- Job: Recast all of the data below as a Markdown table with two columns, Row and Line, numbering each line and omitting blank lines.

Items stored from a collection
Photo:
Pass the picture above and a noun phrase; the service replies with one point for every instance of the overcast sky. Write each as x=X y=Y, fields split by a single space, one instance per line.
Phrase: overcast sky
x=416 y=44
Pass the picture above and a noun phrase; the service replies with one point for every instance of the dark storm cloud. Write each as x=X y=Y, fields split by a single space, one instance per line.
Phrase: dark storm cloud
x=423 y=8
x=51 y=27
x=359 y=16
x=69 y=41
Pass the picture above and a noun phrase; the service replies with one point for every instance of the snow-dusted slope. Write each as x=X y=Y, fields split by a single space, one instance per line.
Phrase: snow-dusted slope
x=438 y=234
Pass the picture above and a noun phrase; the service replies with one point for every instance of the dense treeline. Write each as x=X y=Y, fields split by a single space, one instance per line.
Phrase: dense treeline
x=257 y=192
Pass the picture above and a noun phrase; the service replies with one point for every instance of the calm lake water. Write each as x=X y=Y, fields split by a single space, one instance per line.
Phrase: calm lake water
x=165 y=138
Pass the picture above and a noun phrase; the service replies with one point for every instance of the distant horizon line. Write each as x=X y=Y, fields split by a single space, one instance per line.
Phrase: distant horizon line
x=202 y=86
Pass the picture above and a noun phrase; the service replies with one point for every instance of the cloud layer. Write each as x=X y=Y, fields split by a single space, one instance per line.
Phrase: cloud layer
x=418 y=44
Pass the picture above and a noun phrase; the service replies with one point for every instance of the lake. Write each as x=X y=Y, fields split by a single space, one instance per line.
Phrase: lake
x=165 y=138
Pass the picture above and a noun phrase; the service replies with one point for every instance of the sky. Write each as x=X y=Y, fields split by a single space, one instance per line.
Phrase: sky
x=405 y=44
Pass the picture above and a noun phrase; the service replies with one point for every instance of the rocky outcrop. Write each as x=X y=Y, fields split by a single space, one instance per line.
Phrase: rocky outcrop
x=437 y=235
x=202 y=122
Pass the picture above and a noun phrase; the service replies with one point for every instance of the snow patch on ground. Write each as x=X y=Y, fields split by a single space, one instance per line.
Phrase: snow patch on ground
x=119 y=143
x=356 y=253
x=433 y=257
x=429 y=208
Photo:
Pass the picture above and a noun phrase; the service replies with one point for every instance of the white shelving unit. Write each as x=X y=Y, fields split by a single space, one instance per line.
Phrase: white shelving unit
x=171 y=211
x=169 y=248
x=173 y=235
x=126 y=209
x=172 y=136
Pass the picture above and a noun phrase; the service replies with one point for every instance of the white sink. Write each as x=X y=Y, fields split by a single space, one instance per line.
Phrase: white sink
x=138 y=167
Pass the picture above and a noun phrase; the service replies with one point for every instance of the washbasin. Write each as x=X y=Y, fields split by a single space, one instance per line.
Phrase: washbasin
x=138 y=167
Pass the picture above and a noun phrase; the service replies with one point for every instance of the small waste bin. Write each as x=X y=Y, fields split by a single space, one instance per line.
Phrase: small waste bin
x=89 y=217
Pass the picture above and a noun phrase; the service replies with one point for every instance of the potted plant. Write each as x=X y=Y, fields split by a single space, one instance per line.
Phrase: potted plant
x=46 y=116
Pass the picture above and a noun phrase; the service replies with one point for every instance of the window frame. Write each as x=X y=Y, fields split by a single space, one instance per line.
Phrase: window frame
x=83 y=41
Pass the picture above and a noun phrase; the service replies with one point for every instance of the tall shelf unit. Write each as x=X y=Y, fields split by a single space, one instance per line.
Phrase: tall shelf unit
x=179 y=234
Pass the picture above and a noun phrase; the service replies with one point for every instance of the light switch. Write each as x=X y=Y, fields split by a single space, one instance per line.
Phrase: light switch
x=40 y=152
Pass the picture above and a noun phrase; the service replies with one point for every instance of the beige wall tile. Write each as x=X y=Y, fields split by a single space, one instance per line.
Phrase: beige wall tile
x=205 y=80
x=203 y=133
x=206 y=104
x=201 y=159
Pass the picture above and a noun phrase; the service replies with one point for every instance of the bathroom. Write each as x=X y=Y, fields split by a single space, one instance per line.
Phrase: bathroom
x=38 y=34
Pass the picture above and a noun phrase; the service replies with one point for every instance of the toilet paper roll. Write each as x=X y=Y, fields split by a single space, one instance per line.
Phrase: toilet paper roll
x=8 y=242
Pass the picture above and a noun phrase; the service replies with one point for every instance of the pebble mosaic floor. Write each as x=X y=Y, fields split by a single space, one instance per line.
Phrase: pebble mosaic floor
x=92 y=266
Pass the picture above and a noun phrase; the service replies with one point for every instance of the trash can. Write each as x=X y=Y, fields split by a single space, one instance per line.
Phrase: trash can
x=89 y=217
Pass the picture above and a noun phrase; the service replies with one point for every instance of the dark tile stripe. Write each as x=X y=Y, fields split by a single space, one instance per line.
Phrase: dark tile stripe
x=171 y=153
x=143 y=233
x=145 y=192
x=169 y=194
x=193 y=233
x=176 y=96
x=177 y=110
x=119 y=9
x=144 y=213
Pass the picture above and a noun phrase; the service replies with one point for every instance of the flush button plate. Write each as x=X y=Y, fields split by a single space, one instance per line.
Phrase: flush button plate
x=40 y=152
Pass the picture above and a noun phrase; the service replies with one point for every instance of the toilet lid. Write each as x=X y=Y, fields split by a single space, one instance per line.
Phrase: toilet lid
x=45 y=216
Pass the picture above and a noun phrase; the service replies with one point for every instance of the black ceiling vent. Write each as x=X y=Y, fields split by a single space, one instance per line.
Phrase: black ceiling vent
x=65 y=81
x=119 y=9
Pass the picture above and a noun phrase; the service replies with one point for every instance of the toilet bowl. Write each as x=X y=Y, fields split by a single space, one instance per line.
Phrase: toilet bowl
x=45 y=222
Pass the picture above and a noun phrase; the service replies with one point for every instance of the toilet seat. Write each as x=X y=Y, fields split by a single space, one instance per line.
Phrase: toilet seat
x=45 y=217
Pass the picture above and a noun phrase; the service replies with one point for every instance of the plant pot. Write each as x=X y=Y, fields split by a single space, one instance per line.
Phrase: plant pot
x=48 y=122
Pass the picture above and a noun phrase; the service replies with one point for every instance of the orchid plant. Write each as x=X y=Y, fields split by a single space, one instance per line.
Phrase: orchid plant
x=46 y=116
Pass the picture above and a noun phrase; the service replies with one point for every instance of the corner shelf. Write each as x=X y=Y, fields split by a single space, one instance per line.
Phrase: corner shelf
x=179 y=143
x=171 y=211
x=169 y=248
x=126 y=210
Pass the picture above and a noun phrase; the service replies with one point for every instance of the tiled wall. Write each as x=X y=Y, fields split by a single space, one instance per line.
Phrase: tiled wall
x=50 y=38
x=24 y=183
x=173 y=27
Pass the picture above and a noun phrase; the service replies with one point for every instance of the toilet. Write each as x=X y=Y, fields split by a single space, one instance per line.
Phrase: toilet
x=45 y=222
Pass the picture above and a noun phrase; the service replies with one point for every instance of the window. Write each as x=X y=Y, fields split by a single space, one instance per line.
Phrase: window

- The output:
| Row | Line |
|---|---|
| 1 | Photo: |
| 2 | Pass the picture above and a noun phrase; the service replies with one point for every instance of the overcast sky. Write each as x=X y=Y, fields split by a single space, one instance per line. |
| 3 | Phrase: overcast sky |
| 4 | x=416 y=44 |
| 5 | Pass the picture above and a noun phrase; the service replies with one point for every instance of the dark storm cloud. Write each as x=X y=Y, fields split by a single space, one instance per line. |
| 6 | Phrase: dark storm cloud |
| 7 | x=423 y=8 |
| 8 | x=51 y=27 |
| 9 | x=359 y=16 |
| 10 | x=69 y=41 |
| 11 | Pass the picture above and a noun phrase; the service replies with one point for every instance of the snow-dusted slope. Write each as x=X y=Y, fields split by a single space, one instance per line. |
| 12 | Phrase: snow-dusted slope |
| 13 | x=438 y=234 |
| 14 | Pass the picture above and a noun phrase; the service replies with one point for every instance of the dense treeline. Write each as x=X y=Y, fields split by a single space, one instance per line. |
| 15 | Phrase: dense treeline |
| 16 | x=257 y=192 |
| 17 | Pass the picture above and a noun phrase; the service replies with one point for every instance of the calm lake water. Write each as x=X y=Y, fields split by a single space, one instance per line. |
| 18 | Phrase: calm lake water |
| 19 | x=165 y=138 |
| 20 | Pass the picture above and a noun phrase; the service replies with one point for every instance of the distant horizon line. Write each as x=X y=Y, fields split by a single space, one instance per line. |
| 21 | Phrase: distant horizon line |
| 22 | x=202 y=86 |
| 23 | Pass the picture above and a noun phrase; the service replies with one point for every instance of the cloud layer. Write each as x=X y=Y, fields split by a single space, one instance per line. |
| 24 | Phrase: cloud layer |
| 25 | x=418 y=44 |
| 26 | Pass the picture above and a noun phrase; the service replies with one point for every instance of the lake. Write each as x=X y=Y, fields split by a single space, one instance per line. |
| 27 | Phrase: lake |
| 28 | x=165 y=138 |
| 29 | Pass the picture above and a noun phrase; the service replies with one point for every instance of the sky. Write each as x=X y=Y, fields split by a single space, one instance per line. |
| 30 | Phrase: sky |
| 31 | x=405 y=44 |
| 32 | Pass the picture above and a noun phrase; the service replies with one point for every instance of the rocky outcrop. Write each as x=X y=Y, fields split by a single space, one instance per line. |
| 33 | Phrase: rocky outcrop |
| 34 | x=437 y=235 |
| 35 | x=202 y=122 |
| 36 | Pass the picture above and a noun phrase; the service replies with one point for every instance of the snow patch on ground. Write each as x=X y=Y, fields split by a single space, one instance per line. |
| 37 | Phrase: snow patch on ground |
| 38 | x=119 y=143 |
| 39 | x=356 y=253 |
| 40 | x=433 y=257 |
| 41 | x=429 y=208 |
| 42 | Photo: |
| 43 | Pass the picture above and a noun phrase; the service replies with one point for every instance of the white shelving unit. Write each as x=X y=Y, fields split by a single space, one instance per line. |
| 44 | Phrase: white shelving unit |
| 45 | x=171 y=211 |
| 46 | x=169 y=248 |
| 47 | x=173 y=235 |
| 48 | x=126 y=209 |
| 49 | x=172 y=136 |
| 50 | Pass the picture above and a noun phrase; the service replies with one point for every instance of the white sink. Write each as x=X y=Y, fields split by a single space, one instance per line. |
| 51 | Phrase: white sink |
| 52 | x=138 y=167 |
| 53 | Pass the picture above and a noun phrase; the service replies with one point for every instance of the washbasin. Write each as x=X y=Y, fields split by a single space, one instance per line. |
| 54 | Phrase: washbasin |
| 55 | x=138 y=167 |
| 56 | Pass the picture above and a noun phrase; the service replies with one point for every instance of the small waste bin. Write each as x=X y=Y, fields split by a single space, one instance per line. |
| 57 | Phrase: small waste bin |
| 58 | x=89 y=217 |
| 59 | Pass the picture above and a noun phrase; the service replies with one point for every instance of the potted plant. Write each as x=X y=Y, fields split by a single space, one instance per line. |
| 60 | Phrase: potted plant |
| 61 | x=46 y=116 |
| 62 | Pass the picture above and a noun phrase; the service replies with one point for every instance of the window frame. Write each as x=X y=Y, fields split by a single space, one instance per line. |
| 63 | Phrase: window frame |
| 64 | x=83 y=41 |
| 65 | Pass the picture above and a noun phrase; the service replies with one point for every instance of the tall shelf unit. Write each as x=X y=Y, fields split by a single space, one instance per line. |
| 66 | Phrase: tall shelf unit |
| 67 | x=179 y=234 |
| 68 | Pass the picture above and a noun phrase; the service replies with one point for every instance of the light switch. Write each as x=X y=Y, fields split by a single space, one instance per line. |
| 69 | Phrase: light switch |
| 70 | x=40 y=152 |
| 71 | Pass the picture above and a noun phrase; the service replies with one point for every instance of the beige wall tile. Write each as x=X y=Y, fields split by a single space, one instance per line. |
| 72 | Phrase: beige wall tile |
| 73 | x=205 y=80 |
| 74 | x=203 y=133 |
| 75 | x=206 y=104 |
| 76 | x=201 y=159 |
| 77 | Pass the picture above and a noun phrase; the service replies with one point for every instance of the bathroom. Write each as x=X y=Y, fields split by a single space, one instance per line. |
| 78 | Phrase: bathroom |
| 79 | x=38 y=34 |
| 80 | Pass the picture above and a noun phrase; the service replies with one point for every instance of the toilet paper roll. Write each as x=X y=Y, fields split by a single space, one instance per line. |
| 81 | Phrase: toilet paper roll |
| 82 | x=8 y=242 |
| 83 | Pass the picture above and a noun phrase; the service replies with one point for every instance of the pebble mosaic floor. Write each as x=X y=Y, fields split by a single space, one instance per line. |
| 84 | Phrase: pebble mosaic floor |
| 85 | x=92 y=266 |
| 86 | Pass the picture above and a noun phrase; the service replies with one point for every instance of the trash can. Write each as x=X y=Y, fields split by a single space, one instance per line. |
| 87 | Phrase: trash can |
| 88 | x=89 y=217 |
| 89 | Pass the picture above and a noun phrase; the service replies with one point for every instance of the dark tile stripe. Write each as x=X y=Y, fields split by a single space, one instance per line. |
| 90 | Phrase: dark tile stripe |
| 91 | x=171 y=153 |
| 92 | x=143 y=233 |
| 93 | x=145 y=192 |
| 94 | x=169 y=194 |
| 95 | x=193 y=233 |
| 96 | x=176 y=96 |
| 97 | x=177 y=110 |
| 98 | x=119 y=9 |
| 99 | x=144 y=213 |
| 100 | Pass the picture above and a noun phrase; the service replies with one point for every instance of the flush button plate. Write each as x=X y=Y, fields split by a single space, one instance per line. |
| 101 | Phrase: flush button plate |
| 102 | x=40 y=152 |
| 103 | Pass the picture above and a noun phrase; the service replies with one point for every instance of the toilet lid. Write each as x=X y=Y, fields split by a single space, one instance per line. |
| 104 | Phrase: toilet lid |
| 105 | x=45 y=216 |
| 106 | Pass the picture above and a noun phrase; the service replies with one point for every instance of the black ceiling vent. Write each as x=X y=Y, fields split by a single space, one instance per line. |
| 107 | Phrase: black ceiling vent |
| 108 | x=65 y=81 |
| 109 | x=119 y=9 |
| 110 | Pass the picture above and a noun phrase; the service replies with one point for every instance of the toilet bowl. Write each as x=X y=Y, fields split by a single space, one instance per line. |
| 111 | Phrase: toilet bowl |
| 112 | x=45 y=222 |
| 113 | Pass the picture above and a noun phrase; the service replies with one point for every instance of the toilet seat. Write each as x=X y=Y, fields split by a single space, one instance per line. |
| 114 | Phrase: toilet seat |
| 115 | x=45 y=217 |
| 116 | Pass the picture above and a noun phrase; the service replies with one point for every instance of the plant pot. Write each as x=X y=Y, fields split by a single space, one instance per line. |
| 117 | Phrase: plant pot |
| 118 | x=48 y=122 |
| 119 | Pass the picture above and a noun phrase; the service replies with one point for every instance of the orchid plant. Write each as x=X y=Y, fields split by a single space, one instance per line. |
| 120 | Phrase: orchid plant |
| 121 | x=46 y=116 |
| 122 | Pass the picture above and a noun phrase; the service replies with one point for every instance of the corner shelf. Write each as x=X y=Y, fields split by a single space, one instance per line. |
| 123 | Phrase: corner shelf |
| 124 | x=179 y=143 |
| 125 | x=171 y=211 |
| 126 | x=169 y=248 |
| 127 | x=126 y=210 |
| 128 | Pass the picture above and a noun phrase; the service replies with one point for every instance of the tiled wall. Write each as x=X y=Y, fields split by a single space, one instance per line. |
| 129 | Phrase: tiled wall |
| 130 | x=50 y=38 |
| 131 | x=24 y=183 |
| 132 | x=173 y=27 |
| 133 | Pass the picture above and a noun phrase; the service replies with one point for every instance of the toilet. Write each as x=X y=Y, fields split by a single space, one instance per line. |
| 134 | Phrase: toilet |
| 135 | x=45 y=222 |
| 136 | Pass the picture above and a noun phrase; the service replies with one point for every instance of the window. Write each as x=X y=Y, fields split by a single space, one instance per line. |
| 137 | Phrase: window |